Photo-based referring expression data
=====

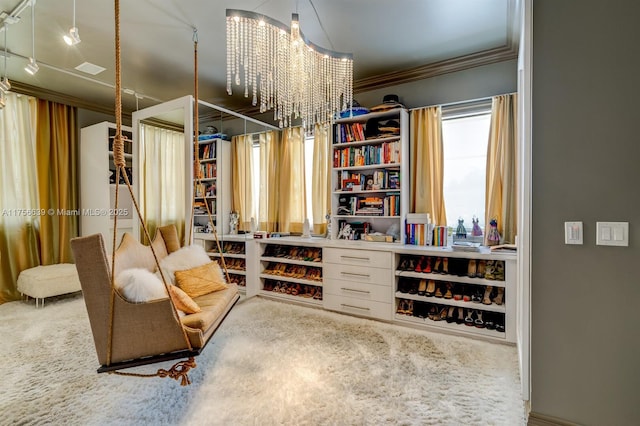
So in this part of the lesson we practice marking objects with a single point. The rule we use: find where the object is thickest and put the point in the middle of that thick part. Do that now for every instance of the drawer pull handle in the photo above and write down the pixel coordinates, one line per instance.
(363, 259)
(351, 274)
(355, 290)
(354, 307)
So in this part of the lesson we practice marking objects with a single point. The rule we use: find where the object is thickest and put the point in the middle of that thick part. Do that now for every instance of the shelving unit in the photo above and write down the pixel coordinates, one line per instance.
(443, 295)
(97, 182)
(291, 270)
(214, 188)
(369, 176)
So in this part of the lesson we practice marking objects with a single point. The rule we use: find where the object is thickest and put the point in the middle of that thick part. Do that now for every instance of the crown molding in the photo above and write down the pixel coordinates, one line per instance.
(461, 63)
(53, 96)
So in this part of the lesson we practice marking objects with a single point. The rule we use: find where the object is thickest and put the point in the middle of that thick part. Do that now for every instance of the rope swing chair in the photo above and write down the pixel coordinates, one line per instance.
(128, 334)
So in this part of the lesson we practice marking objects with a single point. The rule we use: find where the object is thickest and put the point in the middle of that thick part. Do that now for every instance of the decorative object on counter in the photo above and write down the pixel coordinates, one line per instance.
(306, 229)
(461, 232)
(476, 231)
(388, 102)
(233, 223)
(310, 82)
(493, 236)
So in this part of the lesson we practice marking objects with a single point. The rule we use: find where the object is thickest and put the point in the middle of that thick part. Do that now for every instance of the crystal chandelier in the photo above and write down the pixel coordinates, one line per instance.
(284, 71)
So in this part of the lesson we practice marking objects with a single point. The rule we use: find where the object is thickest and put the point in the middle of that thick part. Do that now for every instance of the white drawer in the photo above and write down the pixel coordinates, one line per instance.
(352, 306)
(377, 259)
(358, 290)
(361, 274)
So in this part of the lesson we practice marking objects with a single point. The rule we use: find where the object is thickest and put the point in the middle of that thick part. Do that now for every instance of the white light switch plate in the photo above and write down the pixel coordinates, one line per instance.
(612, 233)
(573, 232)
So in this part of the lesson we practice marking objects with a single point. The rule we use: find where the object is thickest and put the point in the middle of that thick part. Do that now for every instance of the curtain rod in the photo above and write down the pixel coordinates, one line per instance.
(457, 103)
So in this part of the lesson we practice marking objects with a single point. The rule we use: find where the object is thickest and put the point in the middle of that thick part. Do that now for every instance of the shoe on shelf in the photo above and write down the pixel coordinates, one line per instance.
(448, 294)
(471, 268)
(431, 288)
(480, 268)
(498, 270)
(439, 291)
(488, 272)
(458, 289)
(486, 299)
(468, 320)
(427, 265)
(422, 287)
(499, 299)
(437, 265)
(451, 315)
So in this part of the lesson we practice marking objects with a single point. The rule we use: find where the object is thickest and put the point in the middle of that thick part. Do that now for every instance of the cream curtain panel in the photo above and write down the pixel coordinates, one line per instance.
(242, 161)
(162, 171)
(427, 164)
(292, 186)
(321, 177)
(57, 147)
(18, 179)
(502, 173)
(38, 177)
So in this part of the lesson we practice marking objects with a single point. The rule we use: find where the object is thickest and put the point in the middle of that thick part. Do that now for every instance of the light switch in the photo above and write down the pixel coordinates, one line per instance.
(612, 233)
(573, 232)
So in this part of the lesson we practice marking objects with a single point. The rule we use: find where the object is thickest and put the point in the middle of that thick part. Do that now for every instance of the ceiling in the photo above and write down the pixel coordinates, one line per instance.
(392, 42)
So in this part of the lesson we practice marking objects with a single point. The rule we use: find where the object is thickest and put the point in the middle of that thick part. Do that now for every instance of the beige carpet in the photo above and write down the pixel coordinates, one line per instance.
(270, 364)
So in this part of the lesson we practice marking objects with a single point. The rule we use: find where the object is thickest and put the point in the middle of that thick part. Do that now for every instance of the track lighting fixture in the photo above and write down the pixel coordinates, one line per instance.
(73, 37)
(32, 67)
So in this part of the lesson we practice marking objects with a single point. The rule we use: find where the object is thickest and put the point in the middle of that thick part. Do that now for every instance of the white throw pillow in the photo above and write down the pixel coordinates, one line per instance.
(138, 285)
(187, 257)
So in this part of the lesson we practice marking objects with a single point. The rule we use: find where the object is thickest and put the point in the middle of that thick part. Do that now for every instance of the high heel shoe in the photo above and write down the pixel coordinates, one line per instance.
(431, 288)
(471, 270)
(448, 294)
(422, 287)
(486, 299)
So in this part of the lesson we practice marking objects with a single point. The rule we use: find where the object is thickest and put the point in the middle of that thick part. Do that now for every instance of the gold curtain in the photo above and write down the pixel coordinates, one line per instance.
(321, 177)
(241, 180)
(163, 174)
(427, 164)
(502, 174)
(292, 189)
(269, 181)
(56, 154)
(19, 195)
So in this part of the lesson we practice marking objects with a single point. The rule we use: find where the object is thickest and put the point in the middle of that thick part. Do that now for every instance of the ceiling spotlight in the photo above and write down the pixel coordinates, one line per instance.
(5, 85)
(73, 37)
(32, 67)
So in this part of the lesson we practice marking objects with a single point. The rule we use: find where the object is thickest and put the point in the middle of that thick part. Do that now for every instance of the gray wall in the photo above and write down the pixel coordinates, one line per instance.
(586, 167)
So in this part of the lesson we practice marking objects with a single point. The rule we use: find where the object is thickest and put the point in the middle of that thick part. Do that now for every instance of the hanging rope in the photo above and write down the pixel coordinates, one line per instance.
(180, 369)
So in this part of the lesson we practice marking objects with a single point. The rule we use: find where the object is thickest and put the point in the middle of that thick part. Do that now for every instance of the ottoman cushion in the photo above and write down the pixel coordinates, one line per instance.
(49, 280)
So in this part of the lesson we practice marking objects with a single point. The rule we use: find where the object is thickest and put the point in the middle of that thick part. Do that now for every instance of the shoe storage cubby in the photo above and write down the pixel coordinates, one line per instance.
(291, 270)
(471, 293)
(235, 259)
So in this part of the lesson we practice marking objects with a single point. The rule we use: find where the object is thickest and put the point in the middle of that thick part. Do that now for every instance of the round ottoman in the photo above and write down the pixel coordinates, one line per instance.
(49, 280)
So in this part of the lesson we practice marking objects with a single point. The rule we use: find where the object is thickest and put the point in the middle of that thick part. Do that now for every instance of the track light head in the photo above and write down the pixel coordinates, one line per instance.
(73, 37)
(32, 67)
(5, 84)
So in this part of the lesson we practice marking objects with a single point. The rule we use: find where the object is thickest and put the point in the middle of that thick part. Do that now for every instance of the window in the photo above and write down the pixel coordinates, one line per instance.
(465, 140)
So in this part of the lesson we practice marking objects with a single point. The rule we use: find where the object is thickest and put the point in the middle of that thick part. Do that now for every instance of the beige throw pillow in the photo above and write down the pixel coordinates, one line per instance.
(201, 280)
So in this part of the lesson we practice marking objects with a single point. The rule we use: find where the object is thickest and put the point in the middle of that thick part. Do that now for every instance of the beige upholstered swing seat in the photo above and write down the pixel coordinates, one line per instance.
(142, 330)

=====

Exercise objective
Set every entry down again word for word, but not the pictures.

Written answer
So in this part of the lesson we practice marking objects with a single point. The rule we use: find where the object is thickest and put the point in the middle of that thick part. Do that now for every instance of the drawer pull handle in the photo above and write down the pixel coordinates, one line per instance.
(363, 259)
(351, 274)
(355, 290)
(354, 307)
So in this part of the lesson we practice marking objects with a single point. The rule we use: find where the object is thickest and put the point in the middle of that thick part. Do that now for every instance of the shelving unit in the photo above and write down the pixel coordinates, one line per instance.
(443, 295)
(97, 182)
(291, 270)
(214, 188)
(369, 176)
So in this part of the lesson we practice marking objects with a single point. The rule we use: find where the object is thickest and put the point in the middle of that thick part. Do that now for every instance of the crown molding in the photo above and write down the pixel coordinates, one line per instance.
(461, 63)
(53, 96)
So in this part of the lesson we practice marking objects with a single point. The rule we use: find where the object is thickest and put the point in the middle of that thick part. Do that now for every instance of the rope swing chair in the photo above and write down the pixel coordinates, one line per instance.
(128, 334)
So in this part of the lesson we practice marking objects with a single point. The rule we use: find where the object is thickest and put the point in the middle of that thick part. Do that now for every instance of the decorative object on counter in the photo above and write down the pixel coordinates, one line per instance.
(306, 229)
(461, 232)
(476, 231)
(388, 102)
(233, 223)
(310, 82)
(493, 236)
So in this part of the lesson we practice marking objects with a single point. The rule we use: find where the object is thickest and put the point in the middle of that thick part. Do that now for every instance of the crystal chandelier in the photo above and write down the pixel coordinates, one line per instance.
(284, 71)
So in this part of the lesson we practice marking objects with a single point. The rule we use: find where the object is thickest and put the point in the middle of that thick part. Do that now for every instance of the white drawer in the photo above and write down the pixel coordinates, one line per instance.
(352, 306)
(377, 259)
(358, 290)
(361, 274)
So in this part of the lesson we practice marking objects with a single point. The rule we use: find where the object is thickest and put the point in the middle of that thick part. Do that now for every instance of the white light switch plate in the photo above and write down the pixel coordinates, one line per instance.
(612, 233)
(573, 232)
So in this part of the lesson we practice marking objects with a single point. The rule we use: find where the object is thickest and put the point in the middle of that thick part. Do that now for every instance of the curtain rod in the photo above and write down the pixel coordinates, one line per instance.
(457, 103)
So in this part of the lesson we practice marking objects with a single point. The rule we use: find where the object is thickest and put the point in the middle of that thick part. Do that now for every instance of the shoe on shelf in the photo above and write down the pixel coordinates, one line per instance.
(448, 294)
(471, 268)
(431, 288)
(480, 268)
(498, 270)
(439, 291)
(488, 272)
(458, 289)
(486, 299)
(468, 320)
(427, 265)
(422, 287)
(499, 299)
(437, 265)
(451, 315)
So in this part of the lesson we practice marking objects with a single point. The rule we use: find where the object is thickest and put the point in the middle of that thick part. Do that now for every instance of the cream curtain panel in the photo above and write down the pixel coordinates, one line per instance.
(242, 161)
(162, 171)
(427, 164)
(292, 186)
(321, 177)
(57, 147)
(18, 179)
(502, 173)
(38, 177)
So in this part of the lesson we practice marking objects with a single point. The rule we use: find where the object is thickest and put the point in the middle of that thick part. Do that now for every instance of the light switch in the photo above and write down the pixel coordinates, one line per instance.
(612, 233)
(573, 232)
So in this part of the lesson we practice marking objects with a single point. The rule we use: find where the object is thickest and put the point in the middle of that thick part. Do that now for every instance of the ceiling in the photo above and write down the pixel coordinates, one line per instance.
(392, 42)
So in this part of the lesson we practice marking objects with a single point. The rule we use: find where the object is thickest and put the point in the middle of that thick part. Do that now for every instance of the beige carpet in the photo above and write down the pixel coordinates, one line per instance.
(270, 364)
So in this part of the lesson we practice marking objects with a single point. The rule we use: find where the object is thickest and put the point in the middle of that thick part. Do that now for every instance of the track lighting fixture in the photo above and write down the pixel coordinates, one line per instance.
(73, 37)
(32, 67)
So in this part of the lesson we practice marking objects with a single point. The rule we use: find where the object is thickest and put the point in the middle of that thick part. Do that now for every instance of the white throw pillow in the photo above and write down the pixel coordinates, one line per instance.
(138, 285)
(187, 257)
So in this part of the lesson we practice marking objects with a single point. The rule we use: find where the object is thickest and put the point in the middle of that thick part. Do that now for every instance of the high heel shoe in the photo above and write down the pixel coordinates, one line per instance.
(431, 288)
(471, 270)
(448, 294)
(422, 287)
(486, 299)
So in this part of the lesson we practice marking objects with a single point. The rule we use: find where the object is thickest and put the point in the middle of that thick part. Do that now for every instance of the gold curtain in the photo above and write down the pixel coordinates, one line per instance.
(321, 177)
(241, 180)
(163, 174)
(427, 164)
(502, 174)
(292, 189)
(269, 181)
(56, 154)
(19, 195)
So in this part of the lesson we practice marking objects with a single point. The rule we use: find where the object is thickest and put the point in the middle of that thick part. Do that now for every instance of the ceiling spotlight in the photo above and write down the pixel coordinates, one line per instance.
(5, 85)
(73, 37)
(32, 67)
So in this part of the lesson we practice marking objects with a single point. The rule we use: find where the object is thickest and put the point in the middle of that thick part. Do that now for every instance of the gray wall in the photo above and write down the pixel coordinates, one line per instance.
(586, 167)
So in this part of the lesson we practice marking objects with a single point. The rule we use: find where the object is thickest and put the point in the middle of that thick part. Do that now for every instance of the hanging rope in the photo above and write down the pixel coordinates, one line per instance.
(180, 369)
So in this part of the lesson we practice marking objects with a single point. The rule we use: find where the object is thickest and put the point in the middle of that thick part. Do that now for every instance of the ottoman cushion in the photo above and write down the pixel coordinates, one line per instance.
(49, 280)
So in this part of the lesson we practice marking objects with a single point. The rule we use: find where the object is thickest and put the point in the middle of that thick part. Do that now for every instance of the shoe storage cubby in the photo above and write down the pixel coordinates, one line per instance.
(291, 270)
(471, 293)
(235, 259)
So in this part of the lesson we practice marking objects with a single point. The rule we use: find where the object is thickest and put the point in the middle of that thick part. Do that now for every instance of the round ottoman in the photo above and write down the pixel coordinates, one line per instance.
(49, 280)
So in this part of the lesson we practice marking objects with a single point. The rule we use: find where the object is thickest and put the point in the middle of that thick part. Do that now for every instance of the track light head in the photo above and write down the pixel coordinates, one line per instance.
(73, 37)
(32, 67)
(5, 84)
So in this part of the lesson we practice marking objects with a single point. The rule we use: find where the object is thickest and put the point in the middle of that thick part. Do that now for every instance of the window in the photo above and write down the pixel coordinates, one line per instance.
(465, 140)
So in this part of the lesson we practice marking objects with a single point. The rule we use: find where the object is thickest and put the point in the middle of that thick part. Do that now for every instance of the beige throw pillow in the photo above and write down the pixel coordinates, one line per instance.
(201, 280)
So in this part of the lesson we practice marking objects with a single point. The rule we use: find where the object is thickest and put the point in the middle of that thick part. Do that now for every instance of the beige upholstered swing seat in the photo above and write down the pixel coordinates, one line per instance.
(142, 330)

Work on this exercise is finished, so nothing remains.